Saved entries
--------------------------------------------------
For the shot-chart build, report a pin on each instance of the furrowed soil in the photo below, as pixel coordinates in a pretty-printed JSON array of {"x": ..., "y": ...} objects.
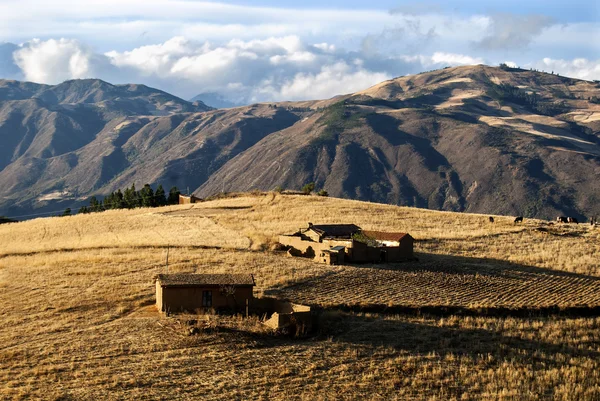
[{"x": 498, "y": 311}]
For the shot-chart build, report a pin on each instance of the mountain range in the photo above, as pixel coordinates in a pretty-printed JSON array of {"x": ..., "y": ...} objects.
[{"x": 477, "y": 139}]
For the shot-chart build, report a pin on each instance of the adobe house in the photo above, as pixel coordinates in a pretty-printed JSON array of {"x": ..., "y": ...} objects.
[
  {"x": 187, "y": 199},
  {"x": 339, "y": 243},
  {"x": 203, "y": 292},
  {"x": 283, "y": 314}
]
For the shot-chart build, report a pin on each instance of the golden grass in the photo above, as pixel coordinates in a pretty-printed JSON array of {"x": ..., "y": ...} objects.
[{"x": 78, "y": 322}]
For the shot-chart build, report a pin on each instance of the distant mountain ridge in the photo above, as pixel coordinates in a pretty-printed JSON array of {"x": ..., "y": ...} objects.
[
  {"x": 215, "y": 100},
  {"x": 478, "y": 139}
]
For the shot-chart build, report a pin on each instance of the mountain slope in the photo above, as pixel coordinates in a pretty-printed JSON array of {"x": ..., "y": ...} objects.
[
  {"x": 462, "y": 139},
  {"x": 476, "y": 139}
]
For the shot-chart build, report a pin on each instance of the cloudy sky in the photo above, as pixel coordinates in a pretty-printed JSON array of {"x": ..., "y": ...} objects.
[{"x": 263, "y": 50}]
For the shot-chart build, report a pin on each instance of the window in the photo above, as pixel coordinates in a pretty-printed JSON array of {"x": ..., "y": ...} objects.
[{"x": 207, "y": 298}]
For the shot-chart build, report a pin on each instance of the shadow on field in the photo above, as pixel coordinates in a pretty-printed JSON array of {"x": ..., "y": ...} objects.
[
  {"x": 445, "y": 285},
  {"x": 425, "y": 338}
]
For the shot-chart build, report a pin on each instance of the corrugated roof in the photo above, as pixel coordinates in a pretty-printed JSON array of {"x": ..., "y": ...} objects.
[
  {"x": 189, "y": 279},
  {"x": 336, "y": 230},
  {"x": 383, "y": 236}
]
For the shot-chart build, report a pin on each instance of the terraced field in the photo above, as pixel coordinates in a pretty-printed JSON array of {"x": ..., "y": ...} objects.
[
  {"x": 78, "y": 322},
  {"x": 446, "y": 281}
]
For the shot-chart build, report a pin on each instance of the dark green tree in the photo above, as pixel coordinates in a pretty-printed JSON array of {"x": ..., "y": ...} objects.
[{"x": 147, "y": 196}]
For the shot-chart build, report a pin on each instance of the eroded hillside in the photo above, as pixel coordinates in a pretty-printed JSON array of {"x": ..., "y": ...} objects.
[{"x": 79, "y": 321}]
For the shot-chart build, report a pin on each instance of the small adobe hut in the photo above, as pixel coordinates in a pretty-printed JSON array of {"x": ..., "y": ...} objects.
[
  {"x": 187, "y": 199},
  {"x": 340, "y": 243},
  {"x": 203, "y": 292}
]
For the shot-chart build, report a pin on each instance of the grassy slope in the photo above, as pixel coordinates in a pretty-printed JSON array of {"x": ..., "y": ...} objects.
[{"x": 78, "y": 322}]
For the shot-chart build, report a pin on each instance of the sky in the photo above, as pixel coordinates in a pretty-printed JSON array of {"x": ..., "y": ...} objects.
[{"x": 267, "y": 50}]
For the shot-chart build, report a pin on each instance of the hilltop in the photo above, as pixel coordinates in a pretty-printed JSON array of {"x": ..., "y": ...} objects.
[
  {"x": 79, "y": 321},
  {"x": 476, "y": 139}
]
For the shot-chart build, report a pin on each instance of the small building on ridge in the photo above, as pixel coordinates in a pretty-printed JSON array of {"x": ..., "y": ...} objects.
[
  {"x": 203, "y": 292},
  {"x": 340, "y": 243}
]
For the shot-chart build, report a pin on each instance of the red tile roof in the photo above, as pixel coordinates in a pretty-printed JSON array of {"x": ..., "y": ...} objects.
[
  {"x": 384, "y": 236},
  {"x": 189, "y": 279}
]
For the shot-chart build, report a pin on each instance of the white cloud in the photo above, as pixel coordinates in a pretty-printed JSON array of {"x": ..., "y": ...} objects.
[
  {"x": 441, "y": 59},
  {"x": 578, "y": 68},
  {"x": 53, "y": 61},
  {"x": 275, "y": 68},
  {"x": 339, "y": 78}
]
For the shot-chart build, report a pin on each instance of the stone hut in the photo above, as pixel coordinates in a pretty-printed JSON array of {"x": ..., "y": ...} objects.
[
  {"x": 187, "y": 199},
  {"x": 341, "y": 243},
  {"x": 203, "y": 292}
]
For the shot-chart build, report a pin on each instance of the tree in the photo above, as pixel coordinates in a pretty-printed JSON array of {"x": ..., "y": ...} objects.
[
  {"x": 160, "y": 197},
  {"x": 173, "y": 196},
  {"x": 147, "y": 196},
  {"x": 308, "y": 188}
]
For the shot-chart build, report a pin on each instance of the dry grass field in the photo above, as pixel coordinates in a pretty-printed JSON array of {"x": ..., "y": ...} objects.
[{"x": 78, "y": 321}]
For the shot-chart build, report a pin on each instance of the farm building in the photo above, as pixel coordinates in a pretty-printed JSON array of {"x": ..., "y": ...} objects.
[
  {"x": 339, "y": 243},
  {"x": 187, "y": 199},
  {"x": 282, "y": 314},
  {"x": 203, "y": 292}
]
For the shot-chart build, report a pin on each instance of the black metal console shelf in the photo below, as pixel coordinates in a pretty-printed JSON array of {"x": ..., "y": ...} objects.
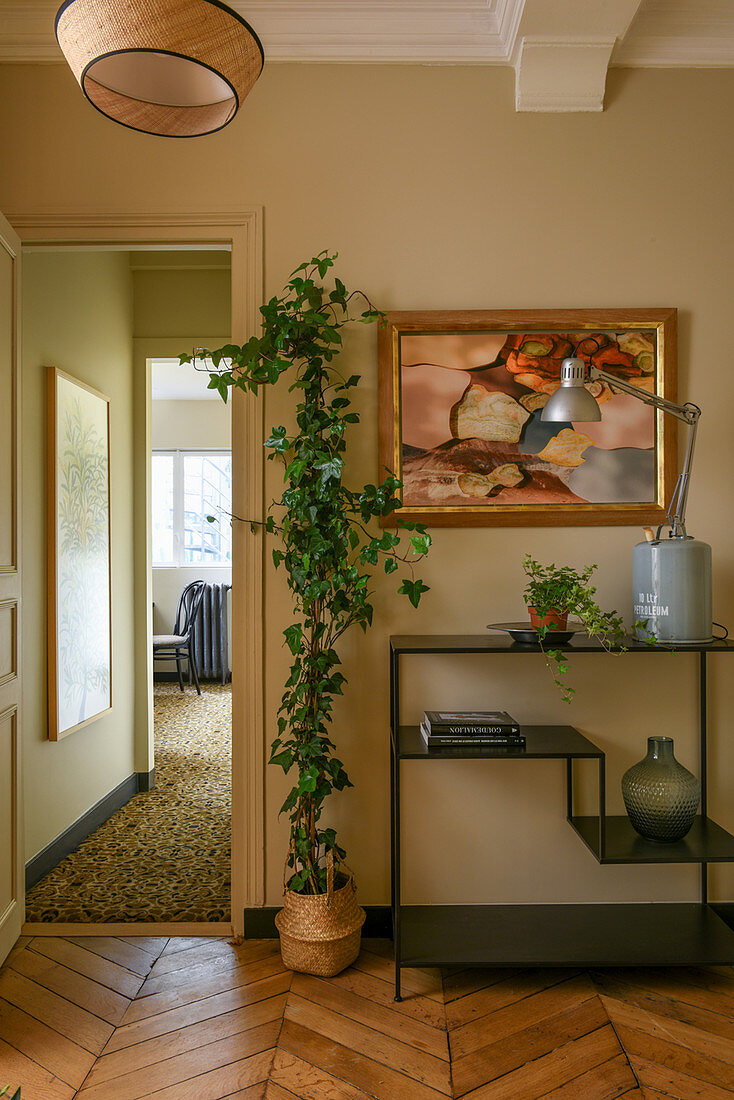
[{"x": 659, "y": 934}]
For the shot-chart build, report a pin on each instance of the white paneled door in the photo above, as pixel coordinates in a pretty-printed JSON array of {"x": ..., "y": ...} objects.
[{"x": 12, "y": 898}]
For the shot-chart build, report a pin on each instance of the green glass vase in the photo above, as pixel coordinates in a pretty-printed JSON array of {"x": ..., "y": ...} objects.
[{"x": 660, "y": 795}]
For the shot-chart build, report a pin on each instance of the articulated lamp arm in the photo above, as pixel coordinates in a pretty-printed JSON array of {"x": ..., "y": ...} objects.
[{"x": 689, "y": 414}]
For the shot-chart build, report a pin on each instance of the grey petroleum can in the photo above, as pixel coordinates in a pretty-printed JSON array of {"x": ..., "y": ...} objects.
[{"x": 671, "y": 589}]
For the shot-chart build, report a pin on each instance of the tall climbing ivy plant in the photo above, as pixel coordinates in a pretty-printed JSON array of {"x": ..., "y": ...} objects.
[{"x": 326, "y": 532}]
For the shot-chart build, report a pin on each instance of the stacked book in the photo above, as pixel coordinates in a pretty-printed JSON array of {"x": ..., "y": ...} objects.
[{"x": 471, "y": 729}]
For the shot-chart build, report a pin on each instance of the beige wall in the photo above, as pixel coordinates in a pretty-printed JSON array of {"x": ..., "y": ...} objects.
[
  {"x": 438, "y": 195},
  {"x": 77, "y": 315}
]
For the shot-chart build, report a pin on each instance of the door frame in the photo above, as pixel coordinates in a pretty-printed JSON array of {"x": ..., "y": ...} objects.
[
  {"x": 11, "y": 915},
  {"x": 243, "y": 231}
]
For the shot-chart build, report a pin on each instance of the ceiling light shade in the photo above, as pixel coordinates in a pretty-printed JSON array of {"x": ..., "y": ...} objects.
[
  {"x": 179, "y": 68},
  {"x": 571, "y": 400}
]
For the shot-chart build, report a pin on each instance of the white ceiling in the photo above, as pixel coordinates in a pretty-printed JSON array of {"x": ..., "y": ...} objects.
[
  {"x": 560, "y": 48},
  {"x": 179, "y": 382}
]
--------------------------------------------------
Omit every picture, then repeat the remaining data exactly as it appears above.

#### RESPONSE BELOW
For the shot-chart build, report a pin on each instance of the furrowed soil in the photo below, as pixel coordinates in a pretty-printed JSON array of {"x": ..., "y": ...} objects.
[{"x": 498, "y": 311}]
For the shot-chart build, report a pin on each instance of the mountain range in the photo above, as pixel coordinates in a pretty-printed JSON array of {"x": ..., "y": ...} objects.
[{"x": 477, "y": 139}]
For the shot-chart build, report a pin on each instance of the adobe house in the photo above, as pixel coordinates in a pretty-printed JSON array of {"x": ..., "y": ...} objects.
[
  {"x": 187, "y": 199},
  {"x": 339, "y": 243},
  {"x": 203, "y": 292},
  {"x": 283, "y": 314}
]
For the shot-chart build, report a pin on each instance of the golden grass in the photo above, as pixel coordinates in a pretty-printed JSON array of {"x": ..., "y": ...} objects.
[{"x": 78, "y": 322}]
For the shot-chart build, report a pin on each instance of the distant mountain ridge in the photo above, as pixel coordinates in a pretty-printed JSON array of {"x": ..., "y": ...} objects.
[
  {"x": 215, "y": 100},
  {"x": 478, "y": 139}
]
For the shot-chart build, report a pin on each instance of the mountain slope in the photo above, as pixel coordinates in a pretty-printed JSON array of {"x": ..., "y": ...} objects.
[
  {"x": 462, "y": 139},
  {"x": 476, "y": 139}
]
For the shot-chart build, report a pin on each instance of the cloudy sky in the photo above, as pixel coordinates in a pretty-printed JSON array of {"x": ..., "y": ...} objects.
[{"x": 263, "y": 50}]
For the shot-chart build, report a pin on each instance of the window in the photo above, as pixel coordinates in a pretty-printed JSON array of {"x": ..., "y": ...} objects.
[{"x": 207, "y": 298}]
For the shot-chart build, report a pin on each instance of the shadow on field in the photo above, as pixel coordinates in a pretty-printed JSON array of {"x": ..., "y": ...} objects.
[
  {"x": 445, "y": 285},
  {"x": 425, "y": 338}
]
For the shot-chart build, report a pin on each instance of the corrugated roof in the photo above, as pixel coordinates in a pretty-printed JSON array of {"x": ..., "y": ...} objects.
[
  {"x": 189, "y": 279},
  {"x": 336, "y": 230},
  {"x": 383, "y": 236}
]
For the shot-chart build, report a pin on each instance of the terraced field in the photo above, as pixel coordinates in a pretty-printed JSON array of {"x": ..., "y": ...} objects.
[
  {"x": 78, "y": 322},
  {"x": 446, "y": 281}
]
For the shot-chart build, report a pin on each instance of the dark green tree in the photo above, as pixel coordinates in a pretty-printed JSON array of {"x": ..., "y": ...} objects.
[{"x": 147, "y": 196}]
For the shot-chart build, report a pin on each instance of the eroded hillside in the photo above, as pixel coordinates in a pretty-printed JSON array of {"x": ..., "y": ...} objects.
[{"x": 79, "y": 321}]
For the shot-chart build, report a pin on each instance of the small adobe hut in the photo above, as pixel coordinates in a pretty-printed JSON array of {"x": ..., "y": ...} objects.
[
  {"x": 187, "y": 199},
  {"x": 340, "y": 243},
  {"x": 203, "y": 292}
]
For the shot-chart build, report a pin on each instance of the grassy slope in the photo above, as pixel coordinates in a pretty-printed JSON array of {"x": ..., "y": ...} objects.
[{"x": 78, "y": 322}]
For the shot-chart build, report a pin on each instance of the sky in the photo above, as pixel coordinates in a pretty-printed JSON array of {"x": ..., "y": ...} objects.
[{"x": 267, "y": 50}]
For the shot-chart build, report a pin on each instance of the hilltop in the photo above, as pixel coordinates in a pretty-printed JSON array of {"x": ..., "y": ...} objects.
[
  {"x": 79, "y": 321},
  {"x": 476, "y": 139}
]
For the shot-chart build, report a pin on each instance of the small building on ridge in the photo above, as pixel coordinates in a pretty-printed JSON array of {"x": ..., "y": ...} objects.
[
  {"x": 203, "y": 292},
  {"x": 340, "y": 243}
]
For the shot-chart build, report a pin on each instance of the red tile roof in the photo above, as pixel coordinates in a pretty-printed JSON array of {"x": ..., "y": ...} objects.
[
  {"x": 384, "y": 236},
  {"x": 189, "y": 279}
]
For the shot-chart build, report a pin on each instance of the white cloud in the photo above, as pixel coordinates in a pretty-printed JSON array of {"x": ..., "y": ...} objects.
[
  {"x": 441, "y": 59},
  {"x": 578, "y": 68},
  {"x": 53, "y": 61},
  {"x": 275, "y": 68},
  {"x": 339, "y": 78}
]
For the shot-chart build, report a pin on each instance of the stone hut in the photo above, as pixel coordinates in a pretty-printed JSON array of {"x": ..., "y": ...} objects.
[
  {"x": 187, "y": 199},
  {"x": 341, "y": 243},
  {"x": 203, "y": 292}
]
For the shot-chart build, report a pin on each instance of the tree in the photo above, as pixel coordinates in a pretty-printed JSON array of {"x": ..., "y": ...} objects.
[
  {"x": 160, "y": 197},
  {"x": 173, "y": 196},
  {"x": 147, "y": 196},
  {"x": 308, "y": 188}
]
For the shot-chart build, report a pin on each instance of the dry grass field in the photo above, as pixel coordinates in a pretty-printed JSON array of {"x": ..., "y": ...} objects.
[{"x": 78, "y": 321}]
For the shot-chart build, report a pin on each instance of the farm building in the photo above, as pixel coordinates in a pretty-printed JSON array of {"x": ..., "y": ...} objects.
[
  {"x": 339, "y": 243},
  {"x": 187, "y": 199},
  {"x": 282, "y": 314},
  {"x": 203, "y": 292}
]
For the shot-chart build, report a pin on each instance of the black metal console shelf in the photo below, as pixel coordinates in a pretty-printed JSON array of {"x": ..., "y": ...} objects.
[{"x": 659, "y": 934}]
For the shot-chart build, report a pin on each instance of the white paneled door in the photo above, as pixel coordinates in a pretty-printed JSON array of {"x": ..., "y": ...} objects.
[{"x": 12, "y": 898}]
For the shot-chart build, report a pin on each instance of the green glass vase in the photo above, as pixel coordinates in a pretty-printed JSON array of {"x": ..., "y": ...} objects.
[{"x": 660, "y": 795}]
For the shot-chart build, report a pin on each instance of the articulated lamp arm in the photo above, as pixel coordinates in a pretty-printed JSON array of {"x": ..., "y": ...} objects.
[{"x": 689, "y": 414}]
For the shot-chart build, report a pin on each instance of the grey petroleum can in the photo above, as pixel coordinates in a pretty-printed JSON array of {"x": ..., "y": ...} objects.
[{"x": 671, "y": 589}]
For the shot-chart build, report a pin on each instance of the tall climbing ivy plant in the photo above, as pixel coordinates in a pretty-printed JSON array of {"x": ..., "y": ...} objects.
[{"x": 326, "y": 532}]
For the shot-chart build, report a pin on each instance of the stacked book in the photo above, as pixel coordinates in a pretty-printed JSON array of {"x": ..., "y": ...} objects.
[{"x": 471, "y": 729}]
For the shot-chart build, report a pin on each instance of the beige wall in the photo above, as pixel coordinates in a pretty-printed JSON array of {"x": ..., "y": ...} objects.
[
  {"x": 438, "y": 195},
  {"x": 77, "y": 315}
]
For the shot-chart build, report a pin on each instance of the door frame in the photo above, as pixel coordinates in a pretty-printed JSON array of {"x": ..., "y": ...} objects.
[
  {"x": 11, "y": 915},
  {"x": 243, "y": 231}
]
For the shot-chart build, report a pin on each instance of the ceiling light shade in the photo above, as pixel coordinates in a pretty-printed JSON array of {"x": ..., "y": ...} objects.
[
  {"x": 179, "y": 68},
  {"x": 571, "y": 400}
]
For the shot-chart build, report a pin on each instance of the white ceiling in the photo above, as pixel coordinates in a pretty-printed JSON array of {"x": ..., "y": ...} objects.
[
  {"x": 560, "y": 48},
  {"x": 179, "y": 382}
]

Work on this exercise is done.